He wrote the truth about himself in his memoirs. He never hid his role for the creation of the Muslim League in his hometown Gopalganj in 1939.
He even accepted that at one point Bengali leader Fazlul Haq refused to submit to the leadership of Muhammad Ali Jinnah in 1941. At this stage the Muslim League started a campaign against Fazlul Haq and Sheikh Mujibur Rahman was part of that campaign. He was with Jinnah, not with Fazlul Haq. He was among those young workers of the Muslim League who used to sell a pro-Pakistan weekly newspaper Millat on the streets of Dhaka.
It is important to note that Sheikh Mujibur Rahman wrote this book when he was imprisoned in Dhaka jail during the dictatorial regime of Gen Ayub Khan. He narrated some important events of the Pakistan movement very honestly.
Sheikh Mujibur Rahman exposed the dishonesty of Viceroy Lord Mountbatten and wrote that Mountbatten was helping the Congress Party covertly in all sorts of ways against the Muslim League.
He was incarcerated by a military dictator at that time but he never tried to please the Congress which was ruling India in those days. This book is a first-hand account of politics in Pakistan from 1947 to 1955, which was full of palace intrigues and conspiracies. This book is a great source of history for the young generation of Pakistan.

* * *

- _Exercise prompt_: According to the passage on Sheikh Mujibur Rahman's memoirs, where was he held when he wrote the book? The listing has nothing to do with the passage on Sheikh Mujibur Rahman's memoirs.

- _Given material_:
* * *

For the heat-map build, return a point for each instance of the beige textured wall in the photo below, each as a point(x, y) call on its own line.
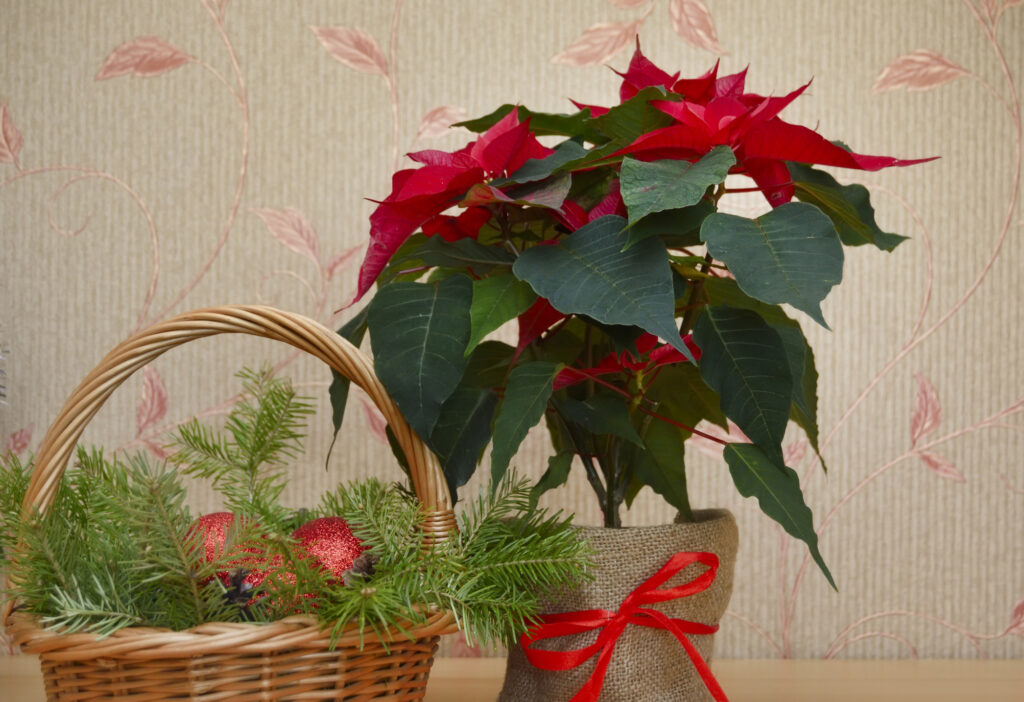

* * *

- _Output of the task_: In Dhaka jail, during Gen Ayub Khan's dictatorial regime.